** begin Selected extract **

STOCK OPTION AGREEMENT FOR
FEDERAL REPUBLIC OF GERMANY
THIS STOCK OPTION
AGREEMENT (this “Agreement”), effective as of the date
of the Notice of Grant (as hereinafter defined) to which it is
attached shall, along with the Plan (as hereafter defined), govern
the terms of the Notice of Grant by and between Affiliated Computer
Services, Inc., a Delaware corporation (the “Company”),
and the Optionee identified in the Notice of Grant
(“Optionee”). Capitalized terms not otherwise defined
in this Agreement have the meanings ascribed to such terms in the
Plan.
WHEREAS, the
Company has adopted the Affiliated Computer Services, Inc. 2007
Equity Incentive Plan (the “Plan”), which provides for
the grant of stock options to certain selected Non-Employee
Directors, Employees and consultants of the Company or its
subsidiaries with respect to shares of the Company’s
Class A Common Stock, par value $.01 per share (“Common
Stock”);
WHEREAS, the stock
options provided for under the Plan are intended to comply with the
requirements of Rule 16b-3 under the United States Securities
Exchange Act of 1934, as amended (the “Exchange Act”);
and
WHEREAS, the
Company has selected Optionee to participate in the Plan and
desires to award to Optionee the stock option described in this
Agreement.

** end Selected extract **

- Stated problem 1:
In the stock option agreement, what is the par value per share of the Company's Class A Common Stock?
- Stated problem 2:
List every term that the stock option agreement defines by placing it in quotation marks.
- Stated problem 3:
Continue the stock option agreement from the point where it stops.

** begin Data lines **

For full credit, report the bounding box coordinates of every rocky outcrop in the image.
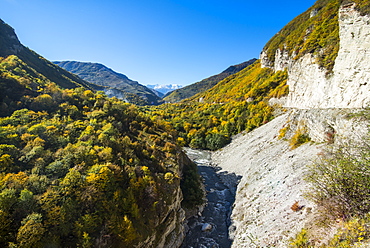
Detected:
[261,4,370,109]
[212,109,367,248]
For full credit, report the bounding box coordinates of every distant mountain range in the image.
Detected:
[163,59,256,102]
[54,61,161,105]
[147,84,183,97]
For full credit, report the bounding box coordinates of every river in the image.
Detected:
[181,148,241,248]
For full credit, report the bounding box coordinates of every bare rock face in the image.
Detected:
[286,4,370,109]
[212,109,368,248]
[212,114,320,248]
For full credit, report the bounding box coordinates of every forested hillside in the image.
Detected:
[146,61,288,150]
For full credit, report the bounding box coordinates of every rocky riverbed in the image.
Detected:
[181,148,241,248]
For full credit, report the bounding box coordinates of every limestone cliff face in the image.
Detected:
[220,4,370,248]
[212,109,367,248]
[261,4,370,109]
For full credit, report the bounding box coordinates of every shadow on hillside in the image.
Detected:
[181,165,241,248]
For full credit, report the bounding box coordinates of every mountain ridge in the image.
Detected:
[53,61,161,105]
[163,59,256,102]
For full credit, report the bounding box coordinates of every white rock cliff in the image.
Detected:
[260,4,370,109]
[212,4,370,248]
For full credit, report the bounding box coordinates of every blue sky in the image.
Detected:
[0,0,315,85]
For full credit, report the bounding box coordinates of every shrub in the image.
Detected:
[290,128,311,149]
[289,228,312,248]
[306,141,370,219]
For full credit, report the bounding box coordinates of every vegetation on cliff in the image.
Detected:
[163,59,256,103]
[145,61,288,150]
[263,0,341,72]
[54,61,161,105]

** end Data lines **

- Response 1:
$.01 per share

- Response 2:
Agreement, Company, Optionee, Plan, Common Stock, Exchange Act

- Response 3:
NOW, THEREFORE, in
consideration of the foregoing and of the mutual covenants and
agreements herein contained, as an inducement to Optionee to
continue as a director, employee or consultant of the Company or
its subsidiaries and to promote the success of the business of the
Company and its subsidiaries, the parties hereby agree as
follows:
1. Grant
of Option . The Company hereby grants to Optionee, upon the
terms and subject to the conditions, limitations and restrictions
set forth in this Agreement, the Plan (which Plan is attached
hereto as Exhibit B and incorporated herein by reference), and
the Notice of Nonstatutory Stock Option Grant dated as of the date
of this Agreement (the “Notice of Grant”), an option
(the “Option”) to acquire a total number of shares of
Common Stock (the “Shares”) as set forth in the Notice
of Grant, at the exercise price per share set forth in the Notice
of Grant, such grant to be effective as of the date of grant
designated in the Notice of Grant (the “Award Date”).
The Shares of Common Stock subject to the Option shall vest in
accordance with the vesting schedule set forth in the Notice of
Grant (the “Vesting Schedule”) and shall be exercisable
in accordance with the exercise schedule set forth in the Notice of
Grant (the “Exercise Schedule”).
2.
Exercise of Option . This Option shall be exercisable during
its term in accordance with the Exercise Schedule and with the
provisions of Section 9 of the Plan as follows:
Affiliated
Computer Services, Inc.
Stock Option Agreement (Germany)
Page 1 of 7
(a) The
Option may not be exercised for a fraction of a share.
(b) In
the event of the Optionee’s death, disability or other
termination of employment, the exercisability of the Option is
governed by Sections 9 and 11 of the Plan, subject to the
limitation contained in subsections (c), (d), and (d) of this
Section 2(i).
(c) In
no event may the Option be exercised after the date of expiration
of the term of the Option as set forth in the Notice of
Grant.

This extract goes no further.